Excerpts from a dataset
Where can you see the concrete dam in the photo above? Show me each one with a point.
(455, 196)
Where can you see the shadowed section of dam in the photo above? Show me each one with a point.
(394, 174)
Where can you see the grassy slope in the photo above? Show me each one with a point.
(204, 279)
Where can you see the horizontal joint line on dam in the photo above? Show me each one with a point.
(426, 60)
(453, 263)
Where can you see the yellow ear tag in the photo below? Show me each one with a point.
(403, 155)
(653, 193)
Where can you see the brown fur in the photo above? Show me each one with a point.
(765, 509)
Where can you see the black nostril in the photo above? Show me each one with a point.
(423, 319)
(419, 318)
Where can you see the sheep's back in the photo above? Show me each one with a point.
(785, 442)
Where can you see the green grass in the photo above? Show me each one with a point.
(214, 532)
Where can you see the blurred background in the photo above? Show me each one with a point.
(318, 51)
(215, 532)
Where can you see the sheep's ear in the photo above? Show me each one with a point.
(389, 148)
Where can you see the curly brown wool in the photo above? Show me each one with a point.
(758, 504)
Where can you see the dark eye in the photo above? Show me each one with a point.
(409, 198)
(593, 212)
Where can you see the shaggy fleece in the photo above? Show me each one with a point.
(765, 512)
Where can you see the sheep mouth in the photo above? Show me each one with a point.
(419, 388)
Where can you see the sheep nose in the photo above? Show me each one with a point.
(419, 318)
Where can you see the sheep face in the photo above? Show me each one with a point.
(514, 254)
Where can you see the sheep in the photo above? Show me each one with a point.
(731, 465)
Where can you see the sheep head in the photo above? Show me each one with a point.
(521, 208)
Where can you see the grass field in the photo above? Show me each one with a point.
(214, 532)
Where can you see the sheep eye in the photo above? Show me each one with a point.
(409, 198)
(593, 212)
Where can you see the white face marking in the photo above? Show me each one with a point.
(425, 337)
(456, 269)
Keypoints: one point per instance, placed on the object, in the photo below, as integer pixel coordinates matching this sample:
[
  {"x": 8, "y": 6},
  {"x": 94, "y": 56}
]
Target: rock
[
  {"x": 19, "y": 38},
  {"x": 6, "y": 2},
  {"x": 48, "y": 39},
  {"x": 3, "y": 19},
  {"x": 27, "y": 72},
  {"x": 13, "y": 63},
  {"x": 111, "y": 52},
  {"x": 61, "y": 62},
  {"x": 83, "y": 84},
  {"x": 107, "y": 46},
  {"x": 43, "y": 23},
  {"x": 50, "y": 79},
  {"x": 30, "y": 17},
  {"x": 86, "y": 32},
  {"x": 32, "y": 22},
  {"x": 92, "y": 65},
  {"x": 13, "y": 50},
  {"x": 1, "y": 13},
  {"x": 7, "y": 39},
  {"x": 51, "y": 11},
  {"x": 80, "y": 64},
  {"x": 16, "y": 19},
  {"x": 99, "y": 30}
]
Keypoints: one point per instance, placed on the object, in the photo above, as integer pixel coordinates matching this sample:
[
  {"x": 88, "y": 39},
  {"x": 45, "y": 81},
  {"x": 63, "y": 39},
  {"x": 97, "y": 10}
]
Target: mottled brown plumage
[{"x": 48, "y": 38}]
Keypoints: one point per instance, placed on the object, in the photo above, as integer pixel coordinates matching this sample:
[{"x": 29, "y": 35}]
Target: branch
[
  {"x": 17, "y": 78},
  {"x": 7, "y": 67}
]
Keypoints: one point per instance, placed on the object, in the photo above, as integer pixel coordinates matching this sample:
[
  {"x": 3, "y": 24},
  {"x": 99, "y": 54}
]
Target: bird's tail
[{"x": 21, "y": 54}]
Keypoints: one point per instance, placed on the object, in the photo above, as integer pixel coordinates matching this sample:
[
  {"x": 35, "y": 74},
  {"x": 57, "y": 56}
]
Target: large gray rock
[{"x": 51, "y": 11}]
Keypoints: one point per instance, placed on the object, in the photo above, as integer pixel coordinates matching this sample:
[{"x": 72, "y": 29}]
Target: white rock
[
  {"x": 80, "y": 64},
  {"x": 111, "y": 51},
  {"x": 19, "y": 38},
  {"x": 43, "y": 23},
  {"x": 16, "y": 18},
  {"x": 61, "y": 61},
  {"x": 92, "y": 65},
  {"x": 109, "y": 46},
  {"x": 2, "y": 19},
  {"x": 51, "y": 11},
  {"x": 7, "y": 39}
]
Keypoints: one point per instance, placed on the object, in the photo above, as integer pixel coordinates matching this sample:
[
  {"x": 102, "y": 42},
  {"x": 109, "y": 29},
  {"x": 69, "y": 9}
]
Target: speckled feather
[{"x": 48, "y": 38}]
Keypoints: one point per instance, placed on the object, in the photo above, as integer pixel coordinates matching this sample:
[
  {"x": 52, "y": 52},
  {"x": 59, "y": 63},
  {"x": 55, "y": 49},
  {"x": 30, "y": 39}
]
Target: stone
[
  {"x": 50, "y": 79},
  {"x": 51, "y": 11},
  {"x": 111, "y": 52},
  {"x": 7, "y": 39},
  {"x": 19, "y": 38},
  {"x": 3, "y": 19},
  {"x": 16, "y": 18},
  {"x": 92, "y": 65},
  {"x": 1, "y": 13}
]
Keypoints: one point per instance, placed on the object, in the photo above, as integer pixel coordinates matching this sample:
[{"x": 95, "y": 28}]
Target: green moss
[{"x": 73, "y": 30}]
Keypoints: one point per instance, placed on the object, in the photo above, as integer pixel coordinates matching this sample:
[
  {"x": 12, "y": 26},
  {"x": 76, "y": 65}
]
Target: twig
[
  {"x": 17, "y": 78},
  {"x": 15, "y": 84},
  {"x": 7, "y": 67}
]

WHAT IS EXPECTED:
Write out the entries above once more, without altering anything.

EXPECTED OUTPUT:
Where can you see the concrete dam in the photo above? Show me each one with a point.
(455, 196)
Where can you see the shadowed section of dam in the photo above? Show me each one with a point.
(394, 174)
Where can you see the grassy slope in the photo above? Show me each one with a point.
(204, 279)
Where can you see the horizontal joint line on dam in the photo above? Show me each one with a point.
(426, 60)
(453, 263)
Where can you see the yellow ear tag in the photo below? Show me each one with a point.
(403, 155)
(653, 193)
Where can you see the brown fur in the photo above? Show me each one with a point.
(765, 509)
Where can you see the black nostril in the photo above? Show me each one with a point.
(423, 319)
(419, 318)
Where can you see the sheep's back in the photo above? Show me each one with a point.
(785, 442)
Where can you see the green grass in the photo above? Show me each one with a point.
(214, 532)
Where can you see the blurred background in the photo above? Show me each one with a point.
(318, 51)
(215, 532)
Where can you see the sheep's ear in the photo above? Show me each one with a point.
(389, 148)
Where can you see the curly brown wool in the photo above? Show me each one with a point.
(758, 504)
Where can you see the dark eye in the photo above? Show me each one with a point.
(409, 198)
(593, 212)
Where can you see the shaggy fleece in the photo above? Show me each one with a point.
(765, 512)
Where can you see the sheep mouth in the photo above? Show me each one with a point.
(419, 388)
Where can you see the sheep nose in the photo above? Show me each one with a point.
(419, 318)
Where can you see the sheep face in the photo above? Show me each one with a point.
(514, 254)
Where can you see the sheep in the photo above? Show me each one with a point.
(731, 465)
Where can you see the sheep head in the photo above? Show me each one with a point.
(521, 208)
Where can you see the grass field in the photo above? Show me each one with a point.
(214, 532)
Where can you see the sheep eye in the photo above? Show me each one with a point.
(409, 198)
(593, 212)
Where can you see the white face marking in the photo above? Show me each one with a point.
(425, 337)
(456, 269)
Keypoints: one point per instance, placed on the object, in the photo below, as integer pixel coordinates matching this sample:
[
  {"x": 8, "y": 6},
  {"x": 94, "y": 56}
]
Target: rock
[
  {"x": 19, "y": 38},
  {"x": 6, "y": 2},
  {"x": 48, "y": 39},
  {"x": 3, "y": 19},
  {"x": 27, "y": 72},
  {"x": 13, "y": 63},
  {"x": 111, "y": 52},
  {"x": 61, "y": 62},
  {"x": 83, "y": 84},
  {"x": 107, "y": 46},
  {"x": 43, "y": 23},
  {"x": 50, "y": 79},
  {"x": 30, "y": 17},
  {"x": 86, "y": 32},
  {"x": 32, "y": 22},
  {"x": 92, "y": 65},
  {"x": 13, "y": 50},
  {"x": 1, "y": 13},
  {"x": 7, "y": 39},
  {"x": 51, "y": 11},
  {"x": 80, "y": 64},
  {"x": 16, "y": 19},
  {"x": 99, "y": 30}
]
Keypoints: one point per instance, placed on the object, in the photo above, as integer pixel coordinates matching this sample:
[
  {"x": 88, "y": 39},
  {"x": 45, "y": 81},
  {"x": 63, "y": 39},
  {"x": 97, "y": 10}
]
Target: mottled brown plumage
[{"x": 48, "y": 38}]
Keypoints: one point per instance, placed on the object, in the photo above, as integer pixel coordinates matching this sample:
[{"x": 29, "y": 35}]
Target: branch
[
  {"x": 17, "y": 78},
  {"x": 7, "y": 67}
]
Keypoints: one point per instance, placed on the object, in the photo above, as integer pixel coordinates matching this sample:
[
  {"x": 3, "y": 24},
  {"x": 99, "y": 54}
]
Target: bird's tail
[{"x": 21, "y": 54}]
Keypoints: one point per instance, placed on the object, in the photo above, as integer pixel coordinates matching this sample:
[
  {"x": 35, "y": 74},
  {"x": 57, "y": 56}
]
Target: large gray rock
[{"x": 51, "y": 11}]
Keypoints: one point per instance, placed on the object, in the photo above, as integer pixel coordinates matching this sample:
[{"x": 72, "y": 29}]
Target: white rock
[
  {"x": 80, "y": 64},
  {"x": 111, "y": 51},
  {"x": 19, "y": 38},
  {"x": 43, "y": 23},
  {"x": 16, "y": 18},
  {"x": 61, "y": 61},
  {"x": 92, "y": 65},
  {"x": 109, "y": 46},
  {"x": 2, "y": 19},
  {"x": 51, "y": 11},
  {"x": 7, "y": 39}
]
Keypoints: one point per instance, placed on the object, in the photo above, as integer pixel coordinates matching this sample:
[
  {"x": 102, "y": 42},
  {"x": 109, "y": 29},
  {"x": 69, "y": 9}
]
Target: speckled feather
[{"x": 48, "y": 38}]
Keypoints: one point per instance, placed on the object, in the photo above, as integer pixel coordinates matching this sample:
[
  {"x": 52, "y": 52},
  {"x": 59, "y": 63},
  {"x": 55, "y": 49},
  {"x": 30, "y": 39}
]
Target: stone
[
  {"x": 50, "y": 79},
  {"x": 51, "y": 11},
  {"x": 111, "y": 52},
  {"x": 7, "y": 39},
  {"x": 19, "y": 38},
  {"x": 3, "y": 19},
  {"x": 16, "y": 18},
  {"x": 92, "y": 65},
  {"x": 1, "y": 13}
]
Keypoints: one point per instance, placed on the object, in the photo above, as integer pixel coordinates matching this sample:
[{"x": 95, "y": 28}]
Target: green moss
[{"x": 73, "y": 30}]
Keypoints: one point per instance, placed on the object, in the photo above, as integer pixel coordinates matching this sample:
[
  {"x": 12, "y": 26},
  {"x": 76, "y": 65}
]
Target: twig
[
  {"x": 17, "y": 78},
  {"x": 15, "y": 84},
  {"x": 7, "y": 67}
]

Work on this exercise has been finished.